● What the task requires
Look through the entries below. Report each line that has the word "coordinates" in it.

%%

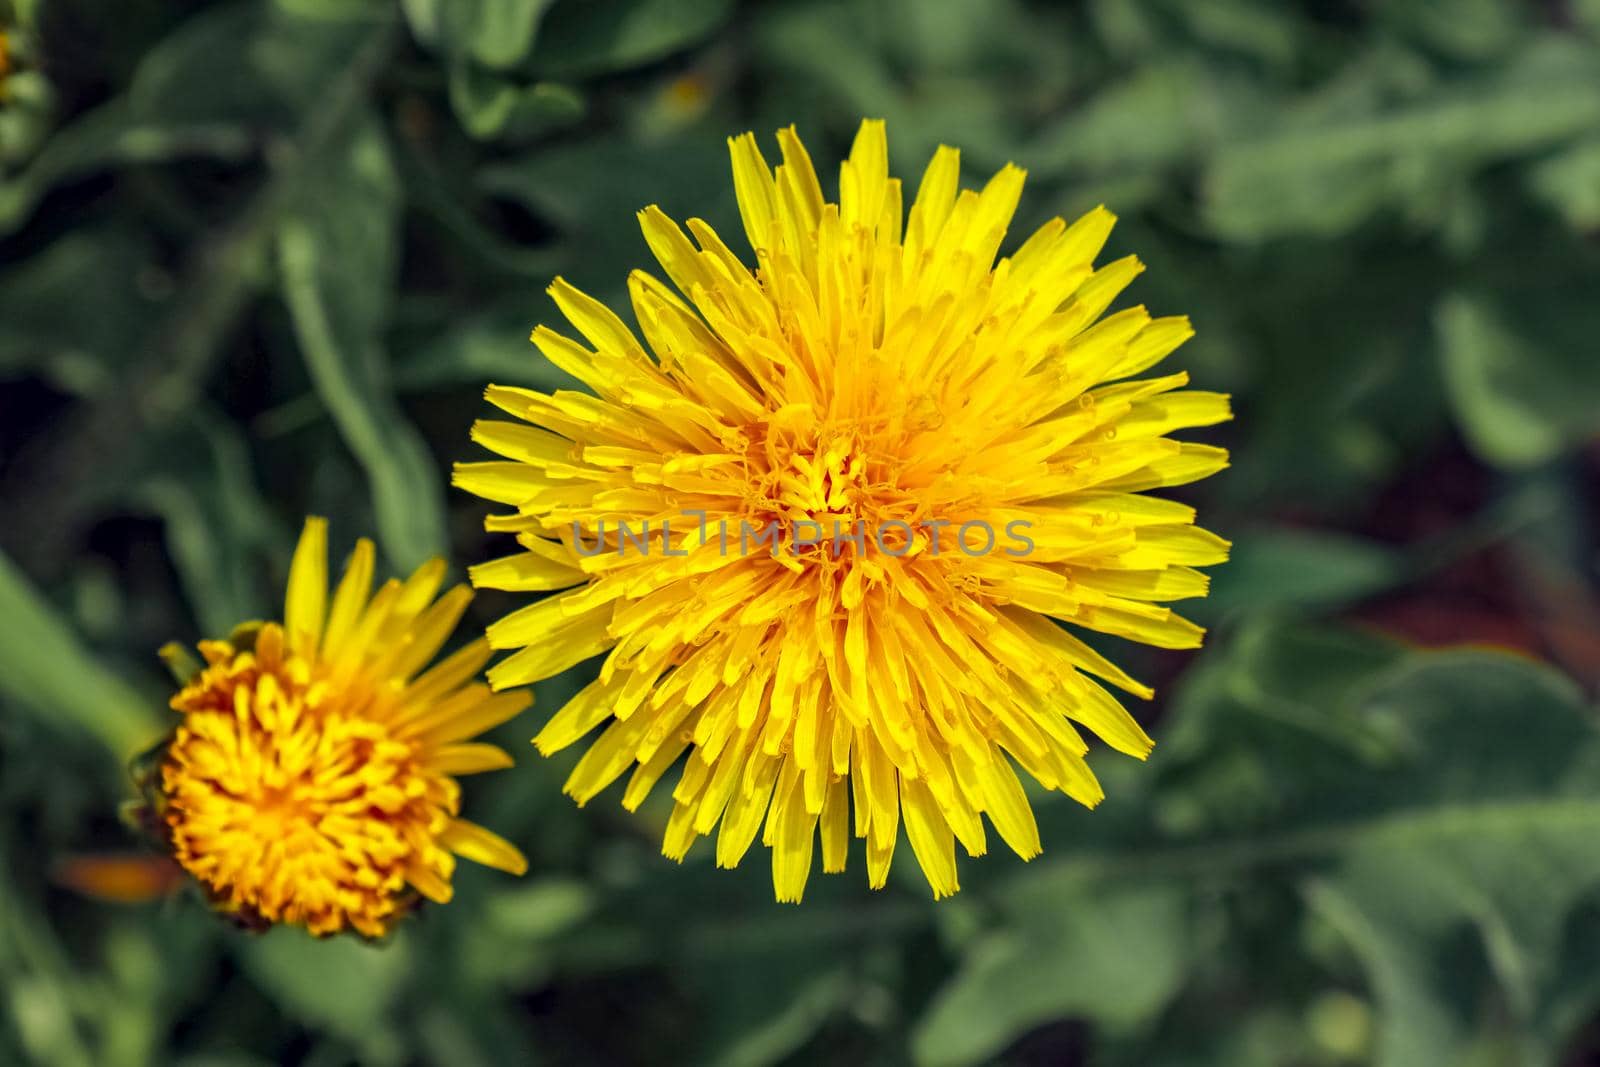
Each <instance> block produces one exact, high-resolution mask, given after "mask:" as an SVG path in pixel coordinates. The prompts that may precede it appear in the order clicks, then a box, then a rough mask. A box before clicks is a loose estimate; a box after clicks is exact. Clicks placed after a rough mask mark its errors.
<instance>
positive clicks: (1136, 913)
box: [912, 878, 1189, 1067]
mask: <svg viewBox="0 0 1600 1067" xmlns="http://www.w3.org/2000/svg"><path fill="white" fill-rule="evenodd" d="M1002 904H1003V907H1005V913H1006V918H1008V920H1010V921H1008V923H1006V926H1005V929H1003V931H1000V933H994V934H989V936H986V937H984V939H982V941H979V942H978V944H976V945H974V947H973V949H971V950H968V953H966V958H965V961H963V963H962V968H960V971H957V973H955V976H954V977H952V979H950V981H949V982H947V984H946V985H944V987H942V989H941V990H939V993H938V997H934V1000H933V1003H931V1005H930V1008H928V1013H926V1014H925V1016H923V1017H922V1019H920V1021H918V1024H917V1029H915V1033H914V1037H912V1054H914V1057H915V1061H917V1062H918V1064H922V1065H923V1067H958V1065H965V1064H982V1062H990V1061H992V1059H994V1056H995V1054H997V1053H1000V1051H1003V1049H1005V1048H1006V1046H1008V1045H1010V1043H1011V1041H1013V1040H1016V1038H1018V1037H1019V1035H1022V1033H1026V1032H1027V1030H1030V1029H1032V1027H1035V1025H1038V1024H1043V1022H1050V1021H1051V1019H1059V1017H1062V1016H1088V1017H1093V1019H1096V1021H1098V1022H1101V1024H1104V1025H1110V1027H1122V1025H1131V1024H1136V1022H1141V1021H1144V1019H1147V1017H1149V1016H1152V1014H1154V1013H1155V1011H1158V1009H1160V1008H1162V1005H1165V1003H1166V1000H1168V998H1171V997H1173V993H1176V992H1178V989H1179V985H1181V984H1182V979H1184V973H1186V955H1187V937H1189V934H1187V931H1186V921H1184V889H1182V886H1181V885H1178V883H1168V885H1155V883H1150V885H1125V883H1122V885H1117V886H1096V885H1093V883H1082V881H1078V880H1074V878H1067V880H1037V878H1035V880H1018V881H1016V883H1014V886H1013V888H1011V891H1008V893H1006V894H1005V896H1003V899H1002Z"/></svg>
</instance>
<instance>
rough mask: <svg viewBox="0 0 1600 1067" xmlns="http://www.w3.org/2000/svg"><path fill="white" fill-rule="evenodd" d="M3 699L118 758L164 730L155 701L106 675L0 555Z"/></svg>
mask: <svg viewBox="0 0 1600 1067" xmlns="http://www.w3.org/2000/svg"><path fill="white" fill-rule="evenodd" d="M0 619H5V625H6V630H5V633H6V637H5V640H3V641H0V696H3V697H5V701H6V702H8V704H13V705H19V707H24V709H27V710H30V712H34V713H37V715H40V717H42V718H45V720H48V721H58V723H67V725H72V726H75V728H78V729H83V731H85V733H88V734H90V736H93V737H96V739H98V741H99V742H102V744H104V745H106V747H107V749H109V750H110V753H112V755H114V757H115V758H118V760H126V758H130V757H133V755H134V753H136V752H141V750H142V749H147V747H149V745H150V744H152V742H154V741H155V739H157V737H158V736H160V734H162V729H163V723H162V718H160V712H158V707H160V705H158V702H154V701H149V699H146V697H144V696H141V694H139V693H138V691H136V689H133V688H131V686H128V685H126V683H125V681H123V680H122V678H118V677H117V675H114V673H109V672H107V670H106V669H104V667H101V665H99V662H98V661H96V659H94V656H91V654H90V651H88V649H86V648H83V646H82V645H80V643H78V638H77V635H74V632H72V629H70V627H69V625H67V622H66V621H64V619H62V617H61V614H59V613H58V611H56V609H54V608H53V606H51V605H50V603H48V601H46V600H45V598H43V597H42V595H40V593H38V592H37V590H35V589H34V587H32V585H30V584H29V581H27V577H26V576H24V574H22V573H21V571H19V569H18V568H16V565H14V563H11V560H10V558H8V557H5V555H3V553H0Z"/></svg>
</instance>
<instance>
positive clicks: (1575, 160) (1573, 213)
mask: <svg viewBox="0 0 1600 1067" xmlns="http://www.w3.org/2000/svg"><path fill="white" fill-rule="evenodd" d="M1528 184H1530V186H1531V187H1533V192H1534V194H1536V195H1538V197H1539V198H1541V200H1544V202H1547V203H1549V205H1552V206H1554V208H1555V210H1557V211H1560V214H1562V218H1565V219H1566V224H1568V226H1571V227H1573V229H1574V230H1594V229H1600V138H1589V139H1587V141H1581V142H1579V144H1574V146H1573V147H1570V149H1566V150H1563V152H1558V154H1555V155H1552V157H1550V158H1547V160H1544V162H1541V163H1539V165H1538V166H1534V168H1533V170H1531V171H1528Z"/></svg>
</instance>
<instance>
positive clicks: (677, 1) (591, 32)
mask: <svg viewBox="0 0 1600 1067" xmlns="http://www.w3.org/2000/svg"><path fill="white" fill-rule="evenodd" d="M731 11H733V2H731V0H565V2H562V3H555V5H554V6H552V8H550V11H549V13H547V14H546V16H544V22H542V24H541V29H539V40H538V42H536V43H534V48H533V58H531V59H530V64H531V66H533V67H534V69H536V70H538V72H539V74H541V75H546V77H558V78H570V77H587V75H595V74H605V72H606V70H624V69H627V67H637V66H643V64H646V62H651V61H654V59H661V58H662V56H667V54H670V53H674V51H677V50H680V48H686V46H688V45H693V43H696V42H699V40H701V38H702V37H706V35H707V34H710V32H712V30H714V29H717V27H718V26H720V24H722V22H723V21H725V19H726V18H728V16H730V14H731Z"/></svg>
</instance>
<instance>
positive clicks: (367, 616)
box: [154, 518, 528, 937]
mask: <svg viewBox="0 0 1600 1067" xmlns="http://www.w3.org/2000/svg"><path fill="white" fill-rule="evenodd" d="M326 536H328V534H326V523H325V522H323V520H320V518H312V520H307V523H306V531H304V533H302V534H301V541H299V547H298V549H296V550H294V561H293V565H291V569H290V587H288V597H286V603H285V611H283V622H282V624H278V622H267V624H262V625H259V627H256V625H250V627H243V629H240V630H237V632H235V635H234V638H230V640H226V641H202V643H200V653H202V656H203V657H205V662H206V665H205V667H203V669H202V670H198V672H197V673H195V675H194V677H192V680H190V681H189V685H187V686H184V688H182V691H179V693H178V694H176V696H174V697H173V709H174V710H178V712H181V713H182V725H181V726H178V729H176V733H174V734H173V737H171V741H170V742H168V744H166V745H165V752H163V755H162V758H160V763H158V766H157V771H155V777H157V781H155V782H154V785H155V790H157V797H155V811H154V814H155V817H157V830H158V832H160V833H163V835H165V837H166V840H168V841H170V845H171V849H173V856H174V857H176V859H178V862H179V864H182V867H184V869H186V870H189V873H192V875H194V877H195V878H197V880H198V881H200V885H202V886H203V888H205V889H206V893H208V896H210V897H211V899H213V901H214V904H216V905H218V907H219V909H221V910H224V912H227V913H230V915H235V917H237V918H240V920H242V921H245V923H248V925H266V923H291V925H299V926H306V928H307V929H310V933H314V934H333V933H339V931H344V929H347V928H354V929H355V931H360V933H362V934H366V936H370V937H378V936H382V934H384V933H387V931H389V929H390V926H392V925H394V923H395V921H397V920H398V918H400V917H402V915H403V913H406V912H408V910H410V907H411V904H413V902H414V901H416V899H418V897H416V894H421V896H424V897H427V899H430V901H437V902H445V901H450V896H451V883H450V878H451V873H453V872H454V862H456V856H466V857H467V859H472V861H477V862H480V864H488V865H491V867H499V869H501V870H509V872H512V873H522V872H523V870H525V869H526V861H525V859H523V857H522V853H518V851H517V848H515V846H512V845H510V843H507V841H506V840H502V838H499V837H498V835H494V833H491V832H490V830H486V829H483V827H480V825H477V824H474V822H467V821H466V819H461V817H458V811H459V805H461V789H459V785H458V784H456V776H458V774H472V773H477V771H491V769H498V768H504V766H510V761H512V760H510V757H509V755H507V753H506V752H504V750H502V749H498V747H494V745H490V744H482V742H472V741H469V739H470V737H474V736H477V734H478V733H482V731H485V729H488V728H491V726H496V725H499V723H502V721H506V720H507V718H510V717H512V715H515V713H517V712H520V710H522V709H523V707H526V705H528V694H526V691H518V693H502V694H494V693H491V691H490V688H488V686H486V685H483V683H474V681H472V678H474V677H475V675H477V673H478V670H482V669H483V665H485V664H486V662H488V659H490V654H491V653H490V648H488V645H486V643H485V641H483V640H478V641H475V643H472V645H467V646H466V648H462V649H461V651H458V653H454V654H453V656H448V657H446V659H443V661H440V662H438V664H437V665H435V667H432V669H429V670H422V669H424V667H427V664H429V661H430V659H434V656H435V653H438V649H440V646H442V645H443V643H445V640H446V638H448V637H450V633H451V630H454V627H456V622H458V619H459V617H461V613H462V611H464V609H466V606H467V601H469V600H472V590H470V589H469V587H466V585H459V587H456V589H451V590H450V592H446V593H445V595H443V597H438V598H437V600H435V598H434V597H435V593H437V592H438V587H440V582H442V581H443V576H445V563H443V561H442V560H432V561H430V563H426V565H422V566H421V568H418V571H416V573H414V574H411V577H408V579H406V581H403V582H402V581H395V579H392V581H389V582H387V584H384V585H382V587H381V589H379V590H378V593H376V595H373V597H371V598H370V600H368V595H370V593H371V581H373V542H371V541H365V539H363V541H360V542H357V545H355V552H354V553H352V557H350V563H349V566H347V569H346V571H344V577H342V579H341V581H339V585H338V590H336V592H334V593H333V603H331V605H328V545H326ZM168 656H170V657H171V656H174V653H168ZM419 672H421V673H419ZM413 891H414V893H413Z"/></svg>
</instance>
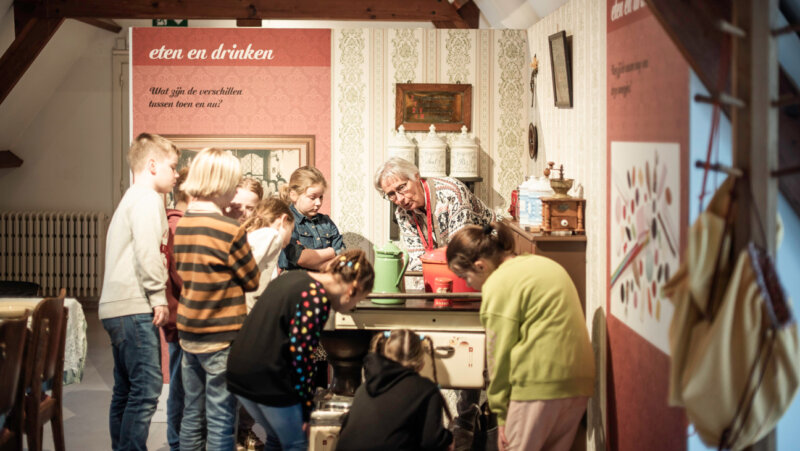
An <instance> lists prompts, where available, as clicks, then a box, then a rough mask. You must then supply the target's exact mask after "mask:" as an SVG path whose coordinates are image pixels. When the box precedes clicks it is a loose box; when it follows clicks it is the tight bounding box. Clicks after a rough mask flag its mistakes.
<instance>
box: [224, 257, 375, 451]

%%

● The completed task
Each <instance> block produces one exact, high-resolution mask, given after "mask:" as an SVG path in pixel coordinates. The prompts that may precede it appear in the order clicks, then a box, then a rough mask. A box before clicks is a loose estimate; a box after clicks is exact. Clicks placed after a rough mask mark its errors.
An <instance> lists prompts, where available, as clicks, then a box, then a rough mask. You must then supply the target's exact mask after "mask:" as an SVG path whose coordinates are image pixels. When the box precedes clicks it is a loose box; when it follows clicks it is the tight bounding box. Clicks after a rough mask flag its mistakes.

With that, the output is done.